- [AIM OF THE EXERCISE]: Can you reproduce the material below word for word, keeping every line as it stands?

- [DATASET ROWS]:

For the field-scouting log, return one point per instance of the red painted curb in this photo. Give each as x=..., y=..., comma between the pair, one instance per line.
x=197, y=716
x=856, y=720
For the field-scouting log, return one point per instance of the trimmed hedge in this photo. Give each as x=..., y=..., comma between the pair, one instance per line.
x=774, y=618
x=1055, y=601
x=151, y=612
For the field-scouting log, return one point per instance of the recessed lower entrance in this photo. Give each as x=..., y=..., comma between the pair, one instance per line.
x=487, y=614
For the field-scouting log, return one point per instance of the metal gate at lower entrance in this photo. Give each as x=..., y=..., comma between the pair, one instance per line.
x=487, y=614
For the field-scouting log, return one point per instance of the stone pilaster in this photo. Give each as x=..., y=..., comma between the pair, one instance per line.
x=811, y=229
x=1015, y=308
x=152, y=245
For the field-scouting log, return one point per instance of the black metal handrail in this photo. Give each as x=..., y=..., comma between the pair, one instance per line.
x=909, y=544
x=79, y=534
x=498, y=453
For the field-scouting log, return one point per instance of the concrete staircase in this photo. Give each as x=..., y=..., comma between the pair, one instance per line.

- [SOLVED EXERCISE]:
For the field-scouting log, return one point per instance of the red painted curb in this photo. Give each as x=..., y=..., comma between the pair, one instance per line.
x=197, y=716
x=856, y=720
For the field-scouting log, return one point per instance of the trimmed hedge in this photo. Give each as x=..., y=..., comma between the pair, one instance per line.
x=774, y=618
x=1055, y=601
x=151, y=612
For the field-scouting log, return one point per instance of the recessed lower entrance in this photo. Give each as x=..., y=..., comma between the pair, one instance per line.
x=487, y=614
For the field-scouting log, return one point per instance of the metal gate at lower entrance in this photo. Give each as x=..., y=..., comma between the pair, one instance per line.
x=487, y=614
For the field-scouting log, return one point per instance of the stone pilaster in this photo. Give each as x=..., y=..., comma between the pair, one instance per line.
x=811, y=229
x=1015, y=308
x=152, y=245
For the field-scouting log, return one point per instance of the black metal handrail in this photo. Give each as x=..., y=..., comma between the pair, one instance per line.
x=909, y=544
x=79, y=534
x=498, y=453
For the field-scouting log, return one point per instance of the concrete staircase in this photo. Give each as x=..., y=..., comma between the pair, one instance per line.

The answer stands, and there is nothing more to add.